[Location identification entries]

|---|

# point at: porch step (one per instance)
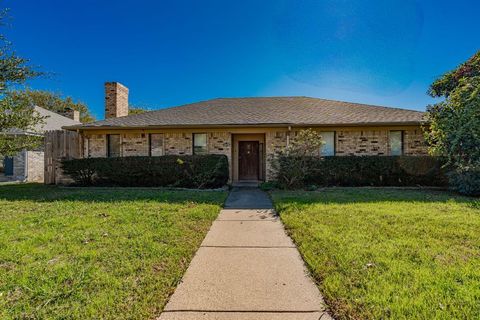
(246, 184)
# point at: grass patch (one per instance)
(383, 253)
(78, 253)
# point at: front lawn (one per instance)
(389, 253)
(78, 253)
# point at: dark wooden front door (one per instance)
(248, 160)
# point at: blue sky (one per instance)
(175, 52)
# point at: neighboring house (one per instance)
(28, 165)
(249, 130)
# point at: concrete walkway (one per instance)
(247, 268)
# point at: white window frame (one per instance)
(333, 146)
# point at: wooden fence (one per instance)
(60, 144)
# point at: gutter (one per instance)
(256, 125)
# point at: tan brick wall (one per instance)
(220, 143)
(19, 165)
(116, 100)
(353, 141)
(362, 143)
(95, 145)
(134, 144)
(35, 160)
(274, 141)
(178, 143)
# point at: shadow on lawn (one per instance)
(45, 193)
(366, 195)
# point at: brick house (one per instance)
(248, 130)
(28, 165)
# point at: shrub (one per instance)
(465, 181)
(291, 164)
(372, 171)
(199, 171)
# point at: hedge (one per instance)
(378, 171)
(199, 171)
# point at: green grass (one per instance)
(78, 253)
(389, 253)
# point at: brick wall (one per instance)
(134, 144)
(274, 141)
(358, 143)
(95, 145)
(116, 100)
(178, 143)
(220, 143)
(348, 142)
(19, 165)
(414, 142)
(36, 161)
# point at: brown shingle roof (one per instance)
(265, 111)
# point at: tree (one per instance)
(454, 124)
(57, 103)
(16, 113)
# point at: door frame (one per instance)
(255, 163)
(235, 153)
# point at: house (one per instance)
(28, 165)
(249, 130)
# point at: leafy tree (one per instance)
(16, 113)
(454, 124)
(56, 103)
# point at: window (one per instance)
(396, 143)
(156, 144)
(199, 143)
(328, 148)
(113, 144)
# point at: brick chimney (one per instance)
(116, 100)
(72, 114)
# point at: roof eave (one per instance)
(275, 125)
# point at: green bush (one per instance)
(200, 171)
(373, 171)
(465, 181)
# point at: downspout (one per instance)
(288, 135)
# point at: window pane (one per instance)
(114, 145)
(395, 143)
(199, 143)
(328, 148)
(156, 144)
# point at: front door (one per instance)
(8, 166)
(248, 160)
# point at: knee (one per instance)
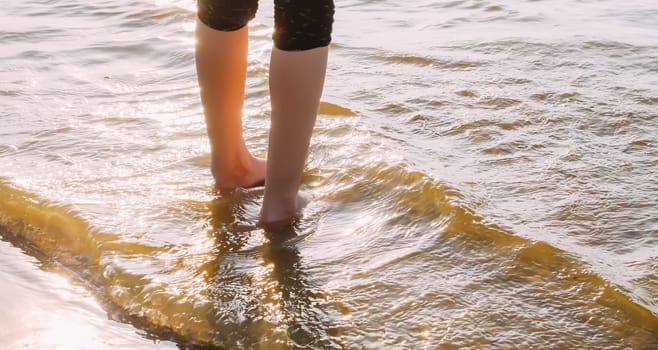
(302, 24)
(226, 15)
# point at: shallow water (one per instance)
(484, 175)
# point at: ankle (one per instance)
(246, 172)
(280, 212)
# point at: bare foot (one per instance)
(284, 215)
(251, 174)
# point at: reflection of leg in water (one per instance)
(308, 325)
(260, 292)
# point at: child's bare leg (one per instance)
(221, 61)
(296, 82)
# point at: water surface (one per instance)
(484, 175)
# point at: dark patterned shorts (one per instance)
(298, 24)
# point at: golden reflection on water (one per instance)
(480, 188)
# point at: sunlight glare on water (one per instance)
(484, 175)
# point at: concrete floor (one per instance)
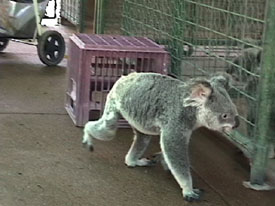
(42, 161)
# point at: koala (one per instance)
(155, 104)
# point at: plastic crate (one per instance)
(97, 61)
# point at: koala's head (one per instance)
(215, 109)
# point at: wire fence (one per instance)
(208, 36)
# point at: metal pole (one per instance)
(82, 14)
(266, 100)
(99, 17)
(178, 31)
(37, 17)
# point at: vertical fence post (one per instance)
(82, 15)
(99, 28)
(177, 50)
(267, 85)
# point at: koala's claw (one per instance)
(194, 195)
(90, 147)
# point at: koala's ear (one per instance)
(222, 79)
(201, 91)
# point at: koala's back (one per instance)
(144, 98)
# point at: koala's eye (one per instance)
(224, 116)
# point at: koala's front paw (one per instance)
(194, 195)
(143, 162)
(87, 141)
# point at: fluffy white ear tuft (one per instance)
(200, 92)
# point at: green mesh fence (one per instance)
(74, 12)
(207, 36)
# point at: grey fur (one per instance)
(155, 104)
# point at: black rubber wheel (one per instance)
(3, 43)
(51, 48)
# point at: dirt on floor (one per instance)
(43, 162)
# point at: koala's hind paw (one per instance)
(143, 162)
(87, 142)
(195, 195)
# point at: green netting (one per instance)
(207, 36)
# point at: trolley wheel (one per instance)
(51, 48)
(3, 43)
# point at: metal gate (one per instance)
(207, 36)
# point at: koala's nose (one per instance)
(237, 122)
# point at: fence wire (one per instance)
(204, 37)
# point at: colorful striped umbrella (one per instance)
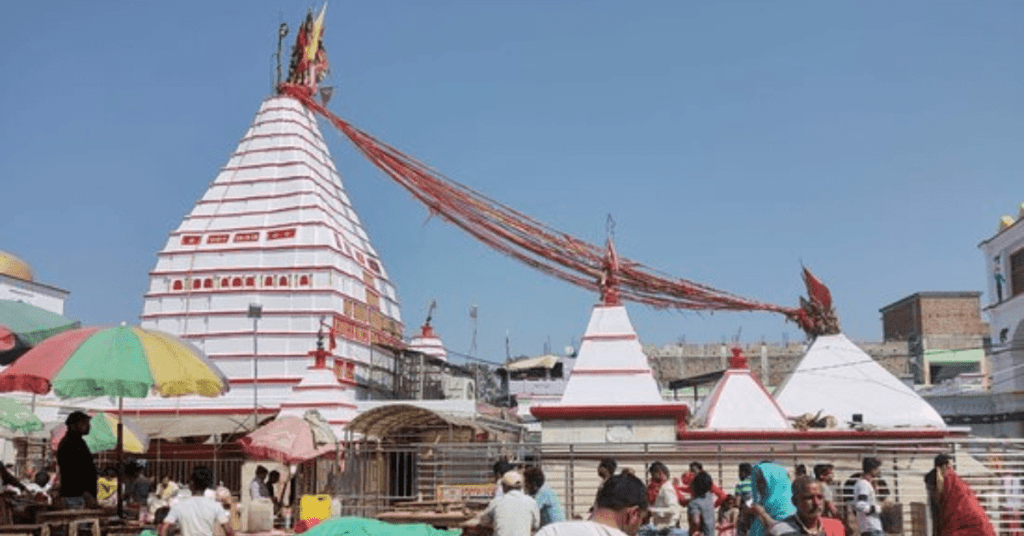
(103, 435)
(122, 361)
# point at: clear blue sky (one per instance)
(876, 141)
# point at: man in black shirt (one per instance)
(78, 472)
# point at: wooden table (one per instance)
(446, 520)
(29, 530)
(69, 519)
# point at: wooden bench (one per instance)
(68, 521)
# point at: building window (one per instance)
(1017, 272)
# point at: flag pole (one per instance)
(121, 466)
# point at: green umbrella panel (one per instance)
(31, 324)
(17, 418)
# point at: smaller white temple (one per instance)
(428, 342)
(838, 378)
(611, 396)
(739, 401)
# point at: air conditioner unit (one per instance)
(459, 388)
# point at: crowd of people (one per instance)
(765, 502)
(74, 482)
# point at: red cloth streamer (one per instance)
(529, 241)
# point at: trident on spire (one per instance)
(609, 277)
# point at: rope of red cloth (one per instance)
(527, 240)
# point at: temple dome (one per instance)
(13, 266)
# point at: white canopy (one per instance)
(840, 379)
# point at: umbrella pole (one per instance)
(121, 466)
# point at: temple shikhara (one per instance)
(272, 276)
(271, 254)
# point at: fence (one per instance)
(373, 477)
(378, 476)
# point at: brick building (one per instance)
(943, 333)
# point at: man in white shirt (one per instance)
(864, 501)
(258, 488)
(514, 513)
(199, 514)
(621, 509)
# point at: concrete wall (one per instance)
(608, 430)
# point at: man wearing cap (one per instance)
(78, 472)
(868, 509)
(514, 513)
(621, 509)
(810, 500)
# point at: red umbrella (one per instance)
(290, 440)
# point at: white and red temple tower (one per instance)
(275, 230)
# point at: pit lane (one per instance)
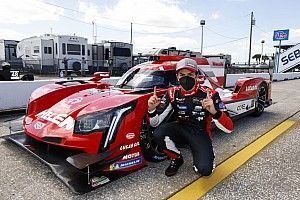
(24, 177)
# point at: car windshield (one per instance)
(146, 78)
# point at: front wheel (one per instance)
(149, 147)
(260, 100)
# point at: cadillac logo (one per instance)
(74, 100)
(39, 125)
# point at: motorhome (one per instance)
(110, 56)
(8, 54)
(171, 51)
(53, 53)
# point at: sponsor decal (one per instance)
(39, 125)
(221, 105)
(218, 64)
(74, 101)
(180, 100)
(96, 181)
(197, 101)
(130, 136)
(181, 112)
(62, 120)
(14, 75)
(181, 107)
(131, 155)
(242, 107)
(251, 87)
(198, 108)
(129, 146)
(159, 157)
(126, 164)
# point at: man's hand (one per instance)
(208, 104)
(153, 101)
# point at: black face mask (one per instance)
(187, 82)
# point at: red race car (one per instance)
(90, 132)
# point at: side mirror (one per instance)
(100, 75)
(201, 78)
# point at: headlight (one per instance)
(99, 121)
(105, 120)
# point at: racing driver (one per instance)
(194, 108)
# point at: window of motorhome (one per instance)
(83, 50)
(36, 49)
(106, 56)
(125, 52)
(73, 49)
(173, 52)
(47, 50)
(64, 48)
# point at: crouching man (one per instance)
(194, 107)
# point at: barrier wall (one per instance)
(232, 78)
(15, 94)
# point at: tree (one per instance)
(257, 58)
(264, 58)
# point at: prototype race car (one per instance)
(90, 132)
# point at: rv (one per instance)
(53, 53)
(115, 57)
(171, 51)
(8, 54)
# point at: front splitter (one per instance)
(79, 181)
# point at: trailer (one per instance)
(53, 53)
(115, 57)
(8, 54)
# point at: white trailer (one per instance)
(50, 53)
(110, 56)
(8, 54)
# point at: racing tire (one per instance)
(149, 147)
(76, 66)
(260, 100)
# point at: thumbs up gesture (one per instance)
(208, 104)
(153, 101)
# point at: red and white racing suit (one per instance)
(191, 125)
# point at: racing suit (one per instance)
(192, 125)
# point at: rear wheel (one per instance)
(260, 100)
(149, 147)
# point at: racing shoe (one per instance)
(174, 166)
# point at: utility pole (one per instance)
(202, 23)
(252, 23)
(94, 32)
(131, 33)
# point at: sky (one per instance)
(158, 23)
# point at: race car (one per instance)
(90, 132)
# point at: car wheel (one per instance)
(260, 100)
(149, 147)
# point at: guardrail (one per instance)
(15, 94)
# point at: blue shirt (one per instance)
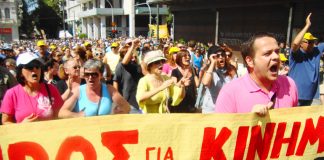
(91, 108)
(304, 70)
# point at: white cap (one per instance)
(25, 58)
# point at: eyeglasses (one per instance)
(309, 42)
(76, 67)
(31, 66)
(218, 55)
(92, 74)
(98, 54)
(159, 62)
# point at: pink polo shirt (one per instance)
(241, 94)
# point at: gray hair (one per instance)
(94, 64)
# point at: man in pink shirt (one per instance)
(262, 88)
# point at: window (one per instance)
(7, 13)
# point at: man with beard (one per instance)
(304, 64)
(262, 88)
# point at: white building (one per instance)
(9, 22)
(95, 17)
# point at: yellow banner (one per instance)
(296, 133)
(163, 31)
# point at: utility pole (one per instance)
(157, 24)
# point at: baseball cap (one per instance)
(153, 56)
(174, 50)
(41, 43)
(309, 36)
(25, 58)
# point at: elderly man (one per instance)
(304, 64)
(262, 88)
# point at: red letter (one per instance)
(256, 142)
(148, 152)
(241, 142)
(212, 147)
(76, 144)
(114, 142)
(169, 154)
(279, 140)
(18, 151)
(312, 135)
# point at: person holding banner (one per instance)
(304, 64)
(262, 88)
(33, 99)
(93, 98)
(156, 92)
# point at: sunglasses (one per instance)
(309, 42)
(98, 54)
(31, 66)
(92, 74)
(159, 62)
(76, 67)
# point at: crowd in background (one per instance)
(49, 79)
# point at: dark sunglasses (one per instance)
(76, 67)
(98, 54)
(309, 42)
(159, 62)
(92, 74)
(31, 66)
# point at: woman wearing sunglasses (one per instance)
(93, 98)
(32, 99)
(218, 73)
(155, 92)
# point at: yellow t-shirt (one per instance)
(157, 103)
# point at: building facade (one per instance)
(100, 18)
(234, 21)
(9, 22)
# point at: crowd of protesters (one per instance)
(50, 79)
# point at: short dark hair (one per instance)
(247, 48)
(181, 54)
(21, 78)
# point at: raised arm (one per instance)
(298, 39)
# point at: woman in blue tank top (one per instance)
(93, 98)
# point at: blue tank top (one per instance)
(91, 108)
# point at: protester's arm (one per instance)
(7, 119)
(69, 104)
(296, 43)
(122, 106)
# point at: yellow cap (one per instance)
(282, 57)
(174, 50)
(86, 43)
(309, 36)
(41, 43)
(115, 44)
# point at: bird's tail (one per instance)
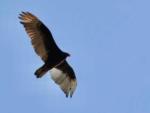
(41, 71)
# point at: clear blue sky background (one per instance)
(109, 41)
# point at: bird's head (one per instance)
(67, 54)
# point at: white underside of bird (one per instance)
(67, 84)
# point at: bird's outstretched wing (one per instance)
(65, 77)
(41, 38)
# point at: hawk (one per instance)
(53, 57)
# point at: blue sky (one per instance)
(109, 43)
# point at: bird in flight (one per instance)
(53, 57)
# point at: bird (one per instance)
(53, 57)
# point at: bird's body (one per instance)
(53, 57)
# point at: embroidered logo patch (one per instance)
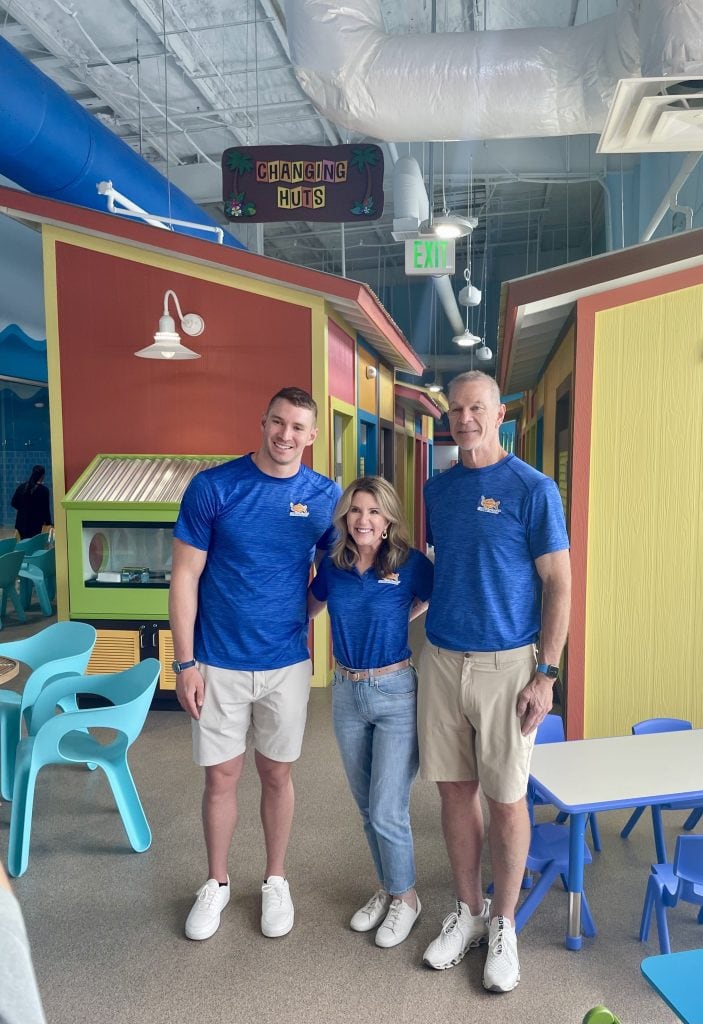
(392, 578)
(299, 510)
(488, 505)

|---|

Exercise details » Repeat the items from the line with "# point at: metal gate (one per instance)" to the line with "(1017, 272)", including both of those lines. Leave out the picture.

Worked solution »
# point at: metal gate (one per instance)
(207, 36)
# point at: koala's nose (one per instance)
(237, 122)
# point at: fence wire (one per instance)
(204, 37)
# point at: colorful striped umbrella (one per instance)
(103, 435)
(122, 361)
# point at: clear blue sky (one per instance)
(876, 141)
# point at: man in black shirt (one per instance)
(78, 472)
# point at: wooden table (one per instance)
(446, 520)
(29, 530)
(69, 519)
# point at: wooden bench (one per instance)
(68, 521)
# point at: building window (one per instance)
(1017, 272)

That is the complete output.